**Given exercise:** Can you output every line of the records below as a Markdown table with the columns Row and Text, skipping blank lines and leaving the pictures out?

**Source material:**
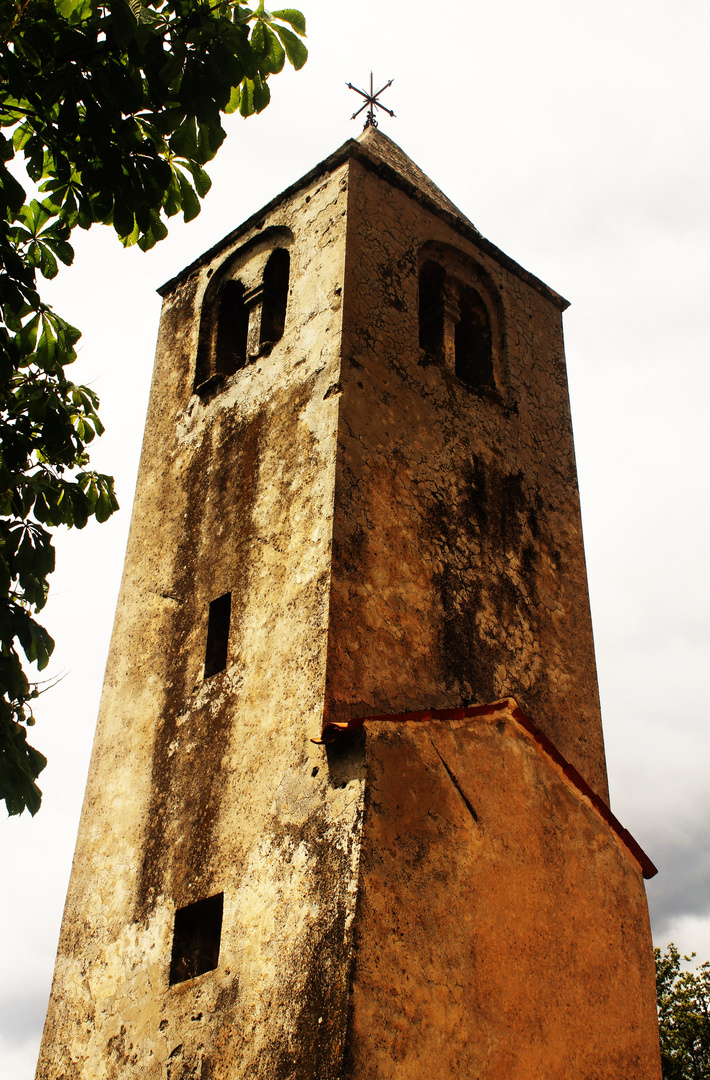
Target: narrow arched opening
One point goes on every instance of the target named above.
(276, 296)
(431, 308)
(472, 341)
(232, 329)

**Response to this exercise:**
| Row | Text |
|---|---|
| 1 | Target: narrow arched opening |
| 2 | One point goes on every instance of the target named above. |
| 3 | (276, 296) |
| 4 | (431, 308) |
| 5 | (472, 341) |
| 6 | (232, 329) |